------ Records shown ------

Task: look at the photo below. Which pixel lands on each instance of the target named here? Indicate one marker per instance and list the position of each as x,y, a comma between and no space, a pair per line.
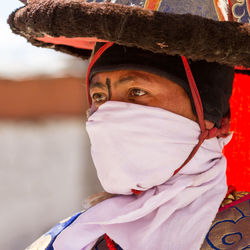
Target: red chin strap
205,133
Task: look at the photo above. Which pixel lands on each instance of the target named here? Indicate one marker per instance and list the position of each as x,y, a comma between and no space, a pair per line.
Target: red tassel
136,192
110,243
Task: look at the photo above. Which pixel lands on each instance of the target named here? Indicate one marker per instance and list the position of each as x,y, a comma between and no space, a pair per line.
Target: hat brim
74,26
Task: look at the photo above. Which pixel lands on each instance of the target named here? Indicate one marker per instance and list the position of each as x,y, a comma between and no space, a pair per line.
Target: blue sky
19,58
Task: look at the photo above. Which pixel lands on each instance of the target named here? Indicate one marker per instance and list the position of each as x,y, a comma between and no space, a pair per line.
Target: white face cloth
139,147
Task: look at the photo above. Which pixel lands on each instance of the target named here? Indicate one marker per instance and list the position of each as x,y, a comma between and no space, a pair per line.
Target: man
158,124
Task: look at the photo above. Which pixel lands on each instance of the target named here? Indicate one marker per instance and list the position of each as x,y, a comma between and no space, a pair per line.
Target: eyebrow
123,80
97,85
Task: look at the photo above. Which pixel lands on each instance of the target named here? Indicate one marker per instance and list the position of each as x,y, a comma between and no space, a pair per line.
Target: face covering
139,147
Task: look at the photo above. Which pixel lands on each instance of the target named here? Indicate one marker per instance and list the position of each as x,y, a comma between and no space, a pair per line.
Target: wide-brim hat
215,31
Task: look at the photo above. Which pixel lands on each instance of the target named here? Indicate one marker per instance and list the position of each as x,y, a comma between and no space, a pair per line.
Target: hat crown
218,10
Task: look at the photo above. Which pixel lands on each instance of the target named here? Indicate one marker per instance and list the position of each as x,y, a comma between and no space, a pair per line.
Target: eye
99,97
137,92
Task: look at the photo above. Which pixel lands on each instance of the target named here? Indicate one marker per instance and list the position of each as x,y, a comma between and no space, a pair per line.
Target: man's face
140,87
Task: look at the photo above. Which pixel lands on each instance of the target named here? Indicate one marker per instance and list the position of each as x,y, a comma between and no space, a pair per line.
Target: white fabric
139,147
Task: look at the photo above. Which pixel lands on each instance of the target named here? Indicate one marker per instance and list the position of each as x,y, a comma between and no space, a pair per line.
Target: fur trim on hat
193,36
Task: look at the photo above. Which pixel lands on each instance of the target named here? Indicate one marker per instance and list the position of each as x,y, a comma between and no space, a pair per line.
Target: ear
208,124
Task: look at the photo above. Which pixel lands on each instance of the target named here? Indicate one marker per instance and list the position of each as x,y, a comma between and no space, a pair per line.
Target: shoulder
46,241
230,229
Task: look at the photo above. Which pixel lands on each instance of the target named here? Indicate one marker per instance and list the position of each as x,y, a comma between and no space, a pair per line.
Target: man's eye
99,97
137,92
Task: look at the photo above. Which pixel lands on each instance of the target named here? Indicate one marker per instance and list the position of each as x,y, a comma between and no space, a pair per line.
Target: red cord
110,243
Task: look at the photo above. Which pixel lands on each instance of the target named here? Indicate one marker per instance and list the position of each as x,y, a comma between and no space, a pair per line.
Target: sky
19,59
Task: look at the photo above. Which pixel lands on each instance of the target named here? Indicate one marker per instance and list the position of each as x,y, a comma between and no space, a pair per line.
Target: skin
143,88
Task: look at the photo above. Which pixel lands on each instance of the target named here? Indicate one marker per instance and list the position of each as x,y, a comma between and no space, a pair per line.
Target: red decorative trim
234,203
92,62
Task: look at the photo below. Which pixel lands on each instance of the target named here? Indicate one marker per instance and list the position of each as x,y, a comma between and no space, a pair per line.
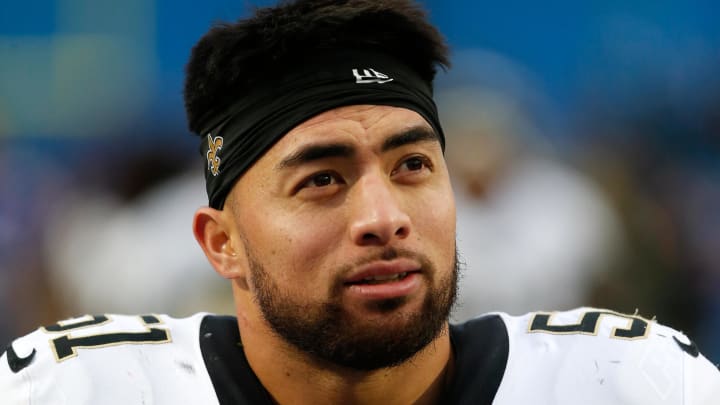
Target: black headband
235,139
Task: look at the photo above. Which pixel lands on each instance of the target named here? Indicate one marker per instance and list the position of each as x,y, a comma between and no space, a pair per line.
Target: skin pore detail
348,254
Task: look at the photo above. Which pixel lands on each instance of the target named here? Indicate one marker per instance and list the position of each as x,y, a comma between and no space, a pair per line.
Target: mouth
385,280
382,279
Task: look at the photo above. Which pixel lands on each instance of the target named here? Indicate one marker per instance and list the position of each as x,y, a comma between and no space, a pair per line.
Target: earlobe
214,236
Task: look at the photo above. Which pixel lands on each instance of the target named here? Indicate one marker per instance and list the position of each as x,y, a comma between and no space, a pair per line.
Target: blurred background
584,147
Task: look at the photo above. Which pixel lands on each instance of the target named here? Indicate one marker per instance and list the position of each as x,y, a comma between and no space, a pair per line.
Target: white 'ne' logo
370,76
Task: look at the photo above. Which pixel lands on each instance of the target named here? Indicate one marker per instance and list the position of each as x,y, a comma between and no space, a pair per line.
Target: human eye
320,180
412,165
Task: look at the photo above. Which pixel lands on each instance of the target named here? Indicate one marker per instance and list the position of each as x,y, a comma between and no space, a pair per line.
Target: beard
327,331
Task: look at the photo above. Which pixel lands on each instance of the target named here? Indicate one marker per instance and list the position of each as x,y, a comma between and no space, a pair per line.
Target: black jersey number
588,325
65,346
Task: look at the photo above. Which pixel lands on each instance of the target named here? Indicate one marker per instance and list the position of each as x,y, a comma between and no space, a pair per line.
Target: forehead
365,125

------

### Brief
Retype every record as it stands. None of the pictures should appear.

### Answer to this task
Task: look at the photo below. Which pixel lands on each instance of the target named here? Indicate one marker per instance and list the position of each as x,y, a comma between and no space, a pair per line.
Target: red chin strap
205,133
Task: look at the photo above. Which pixel lands on each instance of the target named here? Indicate one marker per instance and list the position of each as x,y, a comma between and no space, a pair per line.
Target: red tassel
136,192
110,243
Task: look at the photo above. Which pixel lands on each instance of the target named here? Indicate one marker per instance and list the position of each as x,y, a comma between and no space, a pair per line.
Target: hat brim
74,26
Task: look at the photo above. Which pixel lands on each instance of the target named here? Indicate one marker per instance and list the position of each as x,y, a comma between and no space, a pair per line.
Target: blue sky
19,58
Task: look at the photo above. Which pixel lands on each instance of the target named here? Indicate one marker per instance and list the position of each as x,y, a comma between and no space, a pair per line.
Target: white face cloth
139,147
Task: look at the photo above. Which pixel lands on each instance of the target named here? Indicate one marker per instance and list the position of each as x,y, a comma between and no space, a pair per line.
Target: man
158,124
Task: look at the photo above. Which pixel lands on each instance of the target named here? Indicate one marker per instance and list the position of each as x,y, a comma between and no space, a pair per line.
Target: eyebrow
123,80
97,85
Task: look at the photo above. Which pixel lands on each instance of the target named here? Indicate one marker per instance and list the position of each as x,y, a comma between and no space, a pair per line.
Target: face covering
139,147
Task: look at the photo above. Which pixel lands on each instance of the target named here? Indicate one marker per instance and list the position of each as x,y, a comma between and no space, a pair per line.
Target: wide-brim hat
215,31
Task: look at the photo above. Which pixel lands on each instance of the target named here? Indicate one marker per instance and list the position of each as x,y, a comma between and no space, a pair per line.
Target: hat crown
218,10
Task: look at the photo above. Which pixel lands on each instance of the target named here? Indicate one marker per instance and list the position of each as x,y, a comma between and no space, a pair per line.
Target: eye
99,97
137,92
Task: look at the photo above. Which pixel lands on each instance of the target named here? Indicate one marker per instance and list the position of each as x,y, a comma between and no space, a pair per line.
Target: man's face
140,87
Task: look at the photo above. Which pixel lands on each instance of the target named here? Indicate one marker per instance and list the position of each as x,y, a comma between and no space, a pair per line.
Target: white fabric
139,147
Task: look at the photo above. Which pixel lands on each instance of the target named here? Indicate one marker per instance and list the position of each as x,y, a comma between and no space, a pair per line.
Target: fur trim on hat
193,36
Task: look at the photo above. Which pixel lands on each instance of the target named here? Indicate one marker per instance and list the position of each as x,y, a comma between and no space, a pair per line.
Target: ear
208,124
Task: look at the photo above. Which pixel lands on each instance of the target named here? Indicate one marker per instance and list the position of each as x,y, a comma between and no space, a pair per line.
Target: shoulder
46,241
230,229
Task: look at the photo above. Which pixel lands on each instance of the target named here? Indicate one marker per instance and list the position of each as x,y, a comma between and no space, a pair per line.
Target: man's eye
99,97
137,92
Task: look at the photo above. Which pixel lands on each instance of the target named here? Indicate one marker per instance and list the position of each as x,y, a comma between and no space, a pair per line.
Target: red cord
110,243
Task: look at the photo above. Which pixel lands on each instance of the target named here? Indicate one marker per instance and list the position of each as x,y, a comma between and no space, a pair per line.
Target: sky
19,59
Task: look at the photo above. Which pixel lands on each instance of the target named here? Indicate one marker per instance and list the position of each as x,y, a comma between and no space, a pair per line.
Target: skin
143,88
Task: look at the photo above. Which pixel lands on each instance of the target named here? Indicate one marker per instance and list the position of each as x,y, a comma between and no space, a pair per line.
Target: red decorative trim
234,203
92,62
Task: look at the photo below. Which pixel lands on each instance of the target named here? Indicate one marker per instance and list the position of each as x,y, a comma between and no space, a pair per line.
Target: black headband
235,139
Task: look at the photo above. Which pixel lands on each instance of the target named here? Indicate one marker per instance and list the position of each as x,y, a comma between and no space, a pair per line.
Target: skin pore detail
348,254
Task: look at the photo above. Which pixel lands on each instance of the target named here? Indicate one marker per instance and list the position of each as x,y, a comma between and no space, a pair per line.
Target: mouth
385,280
382,279
Task: look at the photo above. Which pixel lands on each instance of the target named here? Indicate one marker per instance and list the position of each as x,y, a comma between and no space, a pair per line.
Target: earlobe
214,236
Task: look at the photo above. Which pixel lands on each instance of the target named here? Indicate one marker per instance and list the position of each as x,y, a comma between and no space, a pair per line.
Target: blurred background
584,147
Task: look at the photo above. Which pixel lands on each instance of the target named here? Indicate one marker per instance and list the position of each as x,y, a comma between and no space, a pair per line.
Target: white 'ne' logo
370,76
Task: look at the photo above. Which pixel lands on each instance of the target named here? Indicate one marker per instance and list the position of each as x,y, a comma between and no space, a pair per line.
Target: human eye
320,180
412,165
Task: look at the photo above. Which pixel lands on each instance of the target named here? Indicate one marker per instance and list the position of each as x,y, a comma between and no space, a pair per line.
Target: beard
327,331
Task: look at the photo above. Which pixel lands on each instance of the target named here? Indicate one marker per instance and list the position of each as x,y, a comma between and no space, a pair per line.
Target: black jersey number
588,325
65,346
Task: look at the photo above. Which pixel lands on each instance of the target named here? Indicate one marker per instance and list the position of each as x,y, a comma between and no space, a pair per line.
Target: forehead
365,125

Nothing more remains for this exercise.